__PROBLEM DETAILS__: Please pull out every line of the entries below that contains the string "field", copying each matching line in full. Case counts when matching.

__EXERCISE MATERIALS__:
┄┄┄┄┄┄┄┄┄┄┄┄┄┄┄┄┄┄┄┄
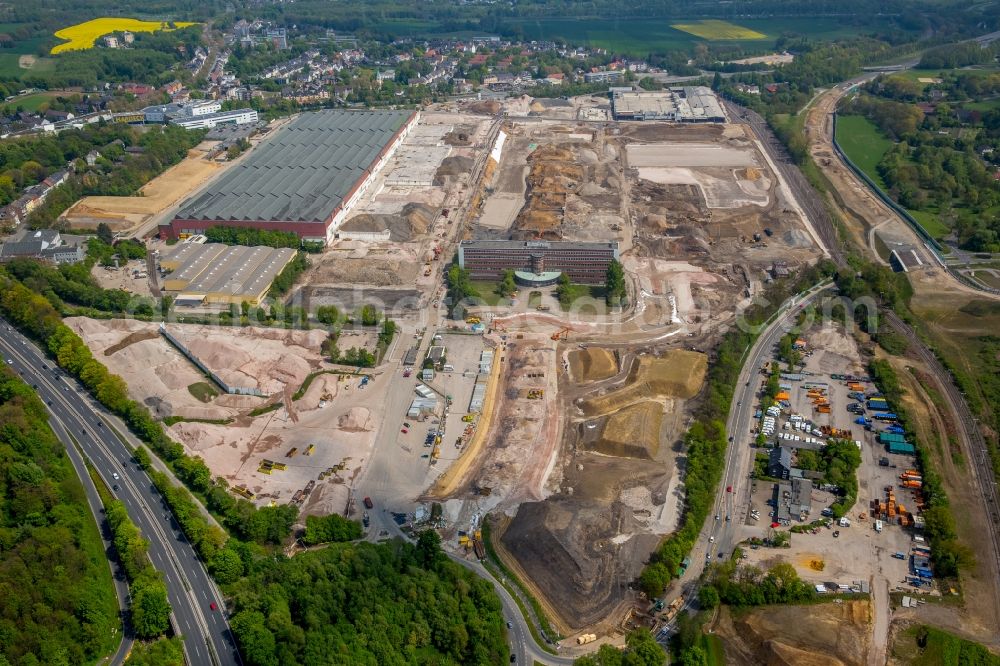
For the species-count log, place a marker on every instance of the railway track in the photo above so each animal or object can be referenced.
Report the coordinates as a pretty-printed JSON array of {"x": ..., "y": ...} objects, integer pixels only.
[
  {"x": 812, "y": 204},
  {"x": 982, "y": 475},
  {"x": 982, "y": 467}
]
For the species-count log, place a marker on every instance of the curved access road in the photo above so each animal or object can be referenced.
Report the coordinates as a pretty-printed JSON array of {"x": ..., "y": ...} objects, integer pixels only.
[{"x": 206, "y": 634}]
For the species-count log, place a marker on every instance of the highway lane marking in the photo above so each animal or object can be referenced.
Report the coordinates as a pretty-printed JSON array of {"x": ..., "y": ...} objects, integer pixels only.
[{"x": 104, "y": 448}]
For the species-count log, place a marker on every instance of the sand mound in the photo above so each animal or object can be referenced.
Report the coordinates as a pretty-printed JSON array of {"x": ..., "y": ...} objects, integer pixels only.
[
  {"x": 460, "y": 136},
  {"x": 490, "y": 107},
  {"x": 814, "y": 635},
  {"x": 451, "y": 167},
  {"x": 592, "y": 364},
  {"x": 678, "y": 373},
  {"x": 633, "y": 432},
  {"x": 131, "y": 339},
  {"x": 414, "y": 220},
  {"x": 357, "y": 419}
]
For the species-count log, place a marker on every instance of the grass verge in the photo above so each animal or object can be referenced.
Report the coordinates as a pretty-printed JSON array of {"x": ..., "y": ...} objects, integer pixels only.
[
  {"x": 171, "y": 420},
  {"x": 203, "y": 391}
]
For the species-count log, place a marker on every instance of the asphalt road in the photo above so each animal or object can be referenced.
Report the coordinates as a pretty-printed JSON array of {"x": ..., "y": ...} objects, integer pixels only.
[
  {"x": 207, "y": 639},
  {"x": 739, "y": 454},
  {"x": 97, "y": 509}
]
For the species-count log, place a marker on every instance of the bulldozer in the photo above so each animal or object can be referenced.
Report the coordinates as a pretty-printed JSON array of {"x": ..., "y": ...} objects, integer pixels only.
[{"x": 562, "y": 334}]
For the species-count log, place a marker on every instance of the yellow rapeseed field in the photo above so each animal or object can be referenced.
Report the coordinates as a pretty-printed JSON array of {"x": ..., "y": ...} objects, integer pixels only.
[
  {"x": 718, "y": 30},
  {"x": 83, "y": 35}
]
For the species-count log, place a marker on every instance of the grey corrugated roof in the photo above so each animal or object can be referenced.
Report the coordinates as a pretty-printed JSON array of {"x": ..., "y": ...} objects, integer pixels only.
[{"x": 303, "y": 172}]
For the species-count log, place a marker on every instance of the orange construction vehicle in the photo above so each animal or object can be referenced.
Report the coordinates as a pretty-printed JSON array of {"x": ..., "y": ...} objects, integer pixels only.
[{"x": 562, "y": 334}]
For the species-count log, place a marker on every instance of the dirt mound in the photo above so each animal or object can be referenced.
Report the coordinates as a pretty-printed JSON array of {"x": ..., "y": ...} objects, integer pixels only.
[
  {"x": 678, "y": 373},
  {"x": 633, "y": 432},
  {"x": 414, "y": 220},
  {"x": 592, "y": 364},
  {"x": 565, "y": 549},
  {"x": 460, "y": 136},
  {"x": 554, "y": 175},
  {"x": 490, "y": 107},
  {"x": 815, "y": 635},
  {"x": 357, "y": 419},
  {"x": 452, "y": 167},
  {"x": 131, "y": 339}
]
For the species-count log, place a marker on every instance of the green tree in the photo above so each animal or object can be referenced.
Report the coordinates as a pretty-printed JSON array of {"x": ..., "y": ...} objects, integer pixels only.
[
  {"x": 105, "y": 234},
  {"x": 614, "y": 284},
  {"x": 654, "y": 579},
  {"x": 708, "y": 597},
  {"x": 460, "y": 291},
  {"x": 507, "y": 286},
  {"x": 163, "y": 652},
  {"x": 227, "y": 567},
  {"x": 150, "y": 610}
]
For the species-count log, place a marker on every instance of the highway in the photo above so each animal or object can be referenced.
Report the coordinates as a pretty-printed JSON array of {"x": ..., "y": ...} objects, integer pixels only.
[
  {"x": 97, "y": 509},
  {"x": 207, "y": 639}
]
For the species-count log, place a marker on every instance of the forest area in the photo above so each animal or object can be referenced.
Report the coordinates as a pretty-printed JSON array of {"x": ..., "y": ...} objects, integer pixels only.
[
  {"x": 368, "y": 604},
  {"x": 57, "y": 603},
  {"x": 945, "y": 151}
]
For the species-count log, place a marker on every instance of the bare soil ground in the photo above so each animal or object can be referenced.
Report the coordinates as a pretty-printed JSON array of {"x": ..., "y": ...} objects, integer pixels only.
[
  {"x": 158, "y": 375},
  {"x": 592, "y": 364},
  {"x": 631, "y": 432},
  {"x": 679, "y": 374},
  {"x": 411, "y": 222},
  {"x": 333, "y": 415},
  {"x": 159, "y": 194},
  {"x": 817, "y": 635},
  {"x": 583, "y": 544},
  {"x": 937, "y": 434}
]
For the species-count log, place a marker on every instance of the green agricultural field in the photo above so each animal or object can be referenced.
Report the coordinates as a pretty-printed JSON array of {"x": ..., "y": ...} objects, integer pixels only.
[
  {"x": 31, "y": 102},
  {"x": 931, "y": 223},
  {"x": 642, "y": 36},
  {"x": 863, "y": 143},
  {"x": 985, "y": 105}
]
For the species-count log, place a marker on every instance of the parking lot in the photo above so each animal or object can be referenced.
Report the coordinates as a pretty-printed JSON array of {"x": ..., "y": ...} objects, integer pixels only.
[{"x": 842, "y": 553}]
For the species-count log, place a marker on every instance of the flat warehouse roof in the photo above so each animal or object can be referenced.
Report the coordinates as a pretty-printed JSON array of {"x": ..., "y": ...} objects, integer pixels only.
[
  {"x": 536, "y": 245},
  {"x": 302, "y": 172}
]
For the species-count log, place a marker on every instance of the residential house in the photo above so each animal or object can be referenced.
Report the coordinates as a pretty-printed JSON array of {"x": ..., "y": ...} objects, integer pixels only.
[{"x": 779, "y": 464}]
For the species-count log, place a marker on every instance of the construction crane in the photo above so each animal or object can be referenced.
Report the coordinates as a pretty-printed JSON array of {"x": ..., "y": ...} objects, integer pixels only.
[{"x": 562, "y": 334}]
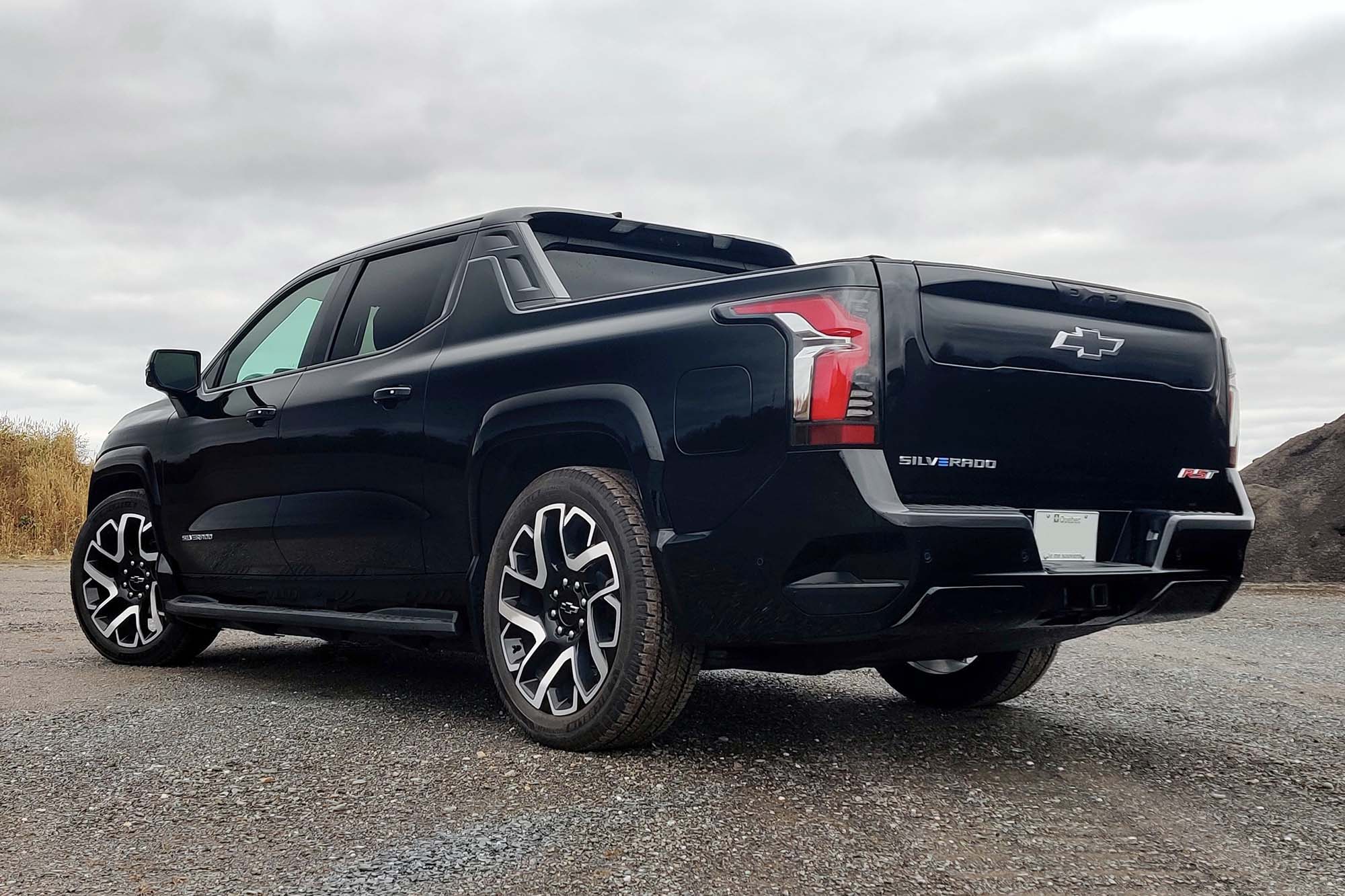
┄┄┄┄┄┄┄┄┄┄┄┄┄┄┄┄┄┄┄┄
__FULL OUTPUT__:
For the species-count log, place a marker on every instance of the yellow rapeseed field in the photo above so each animal or object can be referenced.
For the species-count log, place a marker on every instance of the green agricultural field in the photo above so each animal or object can be referenced.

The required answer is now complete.